START Source information
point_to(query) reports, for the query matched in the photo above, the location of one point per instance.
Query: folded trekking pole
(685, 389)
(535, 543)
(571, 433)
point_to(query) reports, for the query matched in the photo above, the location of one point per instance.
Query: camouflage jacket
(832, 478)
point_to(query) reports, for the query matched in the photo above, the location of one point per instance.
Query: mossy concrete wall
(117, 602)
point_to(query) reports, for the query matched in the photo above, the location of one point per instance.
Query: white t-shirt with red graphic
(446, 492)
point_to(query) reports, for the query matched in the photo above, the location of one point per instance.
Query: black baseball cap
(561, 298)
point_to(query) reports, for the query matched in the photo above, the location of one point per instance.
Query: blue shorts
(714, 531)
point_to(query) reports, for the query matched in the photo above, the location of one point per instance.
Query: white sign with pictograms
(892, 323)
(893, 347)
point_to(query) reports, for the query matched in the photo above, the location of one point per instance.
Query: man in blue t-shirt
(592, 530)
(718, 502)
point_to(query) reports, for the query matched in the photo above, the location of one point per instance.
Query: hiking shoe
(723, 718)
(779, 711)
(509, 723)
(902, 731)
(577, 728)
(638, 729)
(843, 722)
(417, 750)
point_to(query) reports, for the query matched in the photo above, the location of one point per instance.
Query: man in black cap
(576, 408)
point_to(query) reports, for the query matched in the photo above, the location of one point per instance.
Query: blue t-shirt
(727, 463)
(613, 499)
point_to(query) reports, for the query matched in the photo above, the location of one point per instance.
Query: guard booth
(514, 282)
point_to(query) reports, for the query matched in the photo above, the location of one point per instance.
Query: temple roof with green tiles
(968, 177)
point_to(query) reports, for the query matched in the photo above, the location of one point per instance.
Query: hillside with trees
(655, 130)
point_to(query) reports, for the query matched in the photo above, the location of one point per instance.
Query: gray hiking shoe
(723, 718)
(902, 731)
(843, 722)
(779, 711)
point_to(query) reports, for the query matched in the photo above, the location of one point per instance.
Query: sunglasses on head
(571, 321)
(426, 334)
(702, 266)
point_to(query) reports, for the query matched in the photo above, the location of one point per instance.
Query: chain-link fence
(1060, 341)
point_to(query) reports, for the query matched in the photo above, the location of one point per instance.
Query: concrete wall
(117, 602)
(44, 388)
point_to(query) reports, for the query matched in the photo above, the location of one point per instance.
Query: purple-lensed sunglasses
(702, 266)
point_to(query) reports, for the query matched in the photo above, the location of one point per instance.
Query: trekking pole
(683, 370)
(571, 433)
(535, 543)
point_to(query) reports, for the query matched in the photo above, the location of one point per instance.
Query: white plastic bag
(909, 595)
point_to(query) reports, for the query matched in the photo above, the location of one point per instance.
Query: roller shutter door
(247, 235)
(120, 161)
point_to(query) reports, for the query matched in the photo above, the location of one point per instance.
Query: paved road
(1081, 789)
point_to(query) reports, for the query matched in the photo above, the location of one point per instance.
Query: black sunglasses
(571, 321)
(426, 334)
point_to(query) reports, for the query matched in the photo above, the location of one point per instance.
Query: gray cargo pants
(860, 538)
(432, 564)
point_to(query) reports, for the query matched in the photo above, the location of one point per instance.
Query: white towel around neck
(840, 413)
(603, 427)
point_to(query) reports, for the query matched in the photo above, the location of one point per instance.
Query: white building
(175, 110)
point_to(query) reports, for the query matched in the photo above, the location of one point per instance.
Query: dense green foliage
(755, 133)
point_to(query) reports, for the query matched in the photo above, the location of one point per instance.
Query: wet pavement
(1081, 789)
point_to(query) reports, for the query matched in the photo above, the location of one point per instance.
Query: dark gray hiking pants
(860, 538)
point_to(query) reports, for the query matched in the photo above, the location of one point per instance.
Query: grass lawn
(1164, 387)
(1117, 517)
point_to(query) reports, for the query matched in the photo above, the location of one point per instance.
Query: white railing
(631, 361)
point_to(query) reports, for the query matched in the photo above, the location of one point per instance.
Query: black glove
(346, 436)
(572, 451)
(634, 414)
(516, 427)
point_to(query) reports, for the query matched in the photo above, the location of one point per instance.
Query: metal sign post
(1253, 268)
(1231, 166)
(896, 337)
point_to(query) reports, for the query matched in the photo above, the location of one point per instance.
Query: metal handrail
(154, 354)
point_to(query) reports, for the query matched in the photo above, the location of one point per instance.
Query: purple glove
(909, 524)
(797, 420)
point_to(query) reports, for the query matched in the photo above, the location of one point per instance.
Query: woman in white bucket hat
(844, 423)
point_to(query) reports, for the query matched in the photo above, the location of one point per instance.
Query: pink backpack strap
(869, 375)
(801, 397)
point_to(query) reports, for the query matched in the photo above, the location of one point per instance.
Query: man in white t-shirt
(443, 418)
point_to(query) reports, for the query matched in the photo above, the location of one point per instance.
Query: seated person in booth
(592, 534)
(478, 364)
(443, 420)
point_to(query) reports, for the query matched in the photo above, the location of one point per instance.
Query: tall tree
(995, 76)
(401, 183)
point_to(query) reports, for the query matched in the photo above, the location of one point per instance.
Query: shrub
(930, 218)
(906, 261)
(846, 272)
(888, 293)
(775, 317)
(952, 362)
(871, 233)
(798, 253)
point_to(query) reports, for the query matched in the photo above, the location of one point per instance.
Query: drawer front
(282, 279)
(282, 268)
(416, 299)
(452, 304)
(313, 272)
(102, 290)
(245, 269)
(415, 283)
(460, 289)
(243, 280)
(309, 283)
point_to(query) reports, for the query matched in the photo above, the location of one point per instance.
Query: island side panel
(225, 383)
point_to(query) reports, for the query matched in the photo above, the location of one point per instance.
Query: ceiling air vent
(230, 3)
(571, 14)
END Source information
#### Work task:
Write the entries out a second time. Match them exactly.

#### Answer to this exercise:
point_to(query) reports, for the query matched in the photo above, the location of one point per instance.
Query: folded trekking pole
(685, 389)
(535, 543)
(571, 433)
point_to(query) reports, for the query matched in the photo above, the location of one point per instance.
Query: camouflage jacket
(832, 478)
point_to(query) reports, for the query matched in the photo above, the location of one point per instance.
Query: mossy concrete wall
(117, 602)
point_to(query) reports, for the query matched in the photo above, the location of one point per instance.
Query: white t-shirt with red graphic
(446, 492)
point_to(query) reports, for the query matched in the photo above, the location of one point per instance.
Query: black baseball cap
(561, 298)
point_to(query) reports, for the query matched in the photo above, the location of one point per instance.
Query: blue shorts
(714, 531)
point_to(query) reports, for the query matched in the photo above, the location of one point per instance.
Query: white sign with pictograms
(892, 323)
(893, 347)
point_to(query) reports, for the query matched in the photo above, the location of one point per instance.
Query: man in blue t-shirt
(592, 530)
(718, 502)
point_to(query) reports, for the query matched in the photo above, the location of one point per instance.
Query: hiking shoe
(723, 718)
(779, 711)
(509, 723)
(902, 731)
(577, 728)
(638, 729)
(843, 722)
(417, 750)
point_to(query) reports, for the query matched in the photo above, the location of one point per instance.
Query: man in black cap
(576, 408)
point_to(query) reports, for the query matched in the photo above, the location of one point per instance.
Query: blue t-shirt
(727, 463)
(613, 499)
point_to(query) reports, for the query matched in the photo above, the location of one point per instance.
Query: guard booth
(514, 282)
point_to(query) reports, for the query matched in the photo above, the location of one point per instance.
Query: temple roof with green tiles
(968, 177)
point_to(query) reports, for the query matched in the photo above, the location of one point per instance.
Query: hillside with trees
(655, 130)
point_to(query) reports, for the query matched in the photo above, the location of one point per instance.
Query: gray hiking shoe
(723, 718)
(902, 731)
(843, 722)
(779, 711)
point_to(query) reports, for the query matched in the photo above, the location of one point per instance.
Query: sunglasses on head
(571, 321)
(426, 334)
(702, 266)
point_to(query) reports, for the query matched in the photo above, the location of one point per instance.
Query: chain-link fence
(1060, 341)
point_to(query) reports, for the query matched in the photo above, the location of one point per instance.
Query: concrete wall
(117, 602)
(44, 388)
point_to(query) reports, for the query matched in the photo above, the location of one point per instance.
Query: purple-lensed sunglasses
(702, 266)
point_to(query) reports, for the query matched in the photo above, the location of one point per instance.
Query: trekking pole
(683, 370)
(571, 433)
(535, 543)
point_to(query) reports, for the query matched in the photo above, the location of one point per instance.
Query: white plastic bag
(909, 595)
point_to(query) reports, for the query matched in the photo above, the location of one point per instance.
Query: roller shutter door
(247, 235)
(120, 161)
point_to(query) reports, for the query matched in the photo above, the location of one point per instance.
Query: paved road
(1081, 789)
point_to(query) reports, for the query matched in the photo above, the location of one point per instance.
Query: black sunglasses
(571, 321)
(426, 334)
point_to(query) reports, for the query matched in the photo above, the location of one point per instance.
Query: gray cargo pants
(860, 538)
(432, 564)
point_to(query) reports, for the query matched in the photo above, the location of one point per instance.
Query: white towel around neck
(840, 413)
(603, 427)
point_to(query) reports, for the query matched in the photo above, the location of one point per instance.
Query: white building
(175, 110)
point_to(query) reports, for the query matched in the photo above, the location of one point per instance.
Query: dense green foliage
(755, 133)
point_to(query) reports, for the query matched in the photo above, the location of one point per instance.
Query: wet pavement
(1081, 789)
point_to(query) reports, for the query matched in the photo above, the location of one point per instance.
Query: dark gray hiking pants
(860, 538)
point_to(query) reports, for the query matched in the photo above, the location of one point per instance.
Query: grass lawn
(1164, 387)
(1117, 517)
point_to(query) reports, for the query matched in the photo above, the location of one point per instance.
Query: white railing
(631, 361)
point_to(query) reports, for the query matched in the photo above, the location of one point per instance.
Query: black glove
(346, 436)
(572, 451)
(634, 414)
(516, 427)
point_to(query) reports, for the query matched in the photo above, the location of one point per instance.
Query: metal sign post
(1253, 268)
(1231, 166)
(896, 337)
point_to(query) reports, for the query matched in the photo above, the location of one point per instance.
Query: metal handrail
(154, 354)
point_to(query) reports, for the query matched in the photo above, the location of one point per instance.
Query: purple glove
(909, 524)
(797, 420)
point_to(query) reports, for the query matched in the photo above, the location of one point per instance.
Query: woman in white bucket hat
(844, 423)
point_to(query) reports, for the query matched in the photo above, the location of one point per instance.
Query: pink backpack strap
(869, 375)
(801, 397)
point_to(query) reports, for the query matched in the photo above, the location of one point per instance.
Query: man in white t-shirt
(443, 418)
point_to(query) reports, for the query matched in the photo above, the location of one point per instance.
Query: seated person in booth
(592, 534)
(478, 364)
(443, 420)
point_to(query) reports, for the query matched in the photo above, the location of one point per instance.
Query: tall tree
(995, 76)
(401, 183)
point_to(query) reports, for the query matched in the photo above, the location of one point per instance.
Query: shrub
(930, 218)
(906, 261)
(846, 272)
(888, 293)
(775, 317)
(952, 362)
(871, 233)
(798, 253)
point_to(query) reports, for the query matched in the photo above, the location of one point per instance.
Query: drawer front
(282, 279)
(282, 268)
(416, 299)
(452, 304)
(313, 272)
(102, 290)
(245, 269)
(415, 283)
(460, 289)
(243, 280)
(309, 283)
point_to(query) reports, for the query matched in the photo above, the location of one point per instance.
Query: island side panel
(225, 383)
point_to(query) reports, for the query matched in the photo above, the location of one point per instance.
Query: ceiling air vent
(230, 3)
(571, 14)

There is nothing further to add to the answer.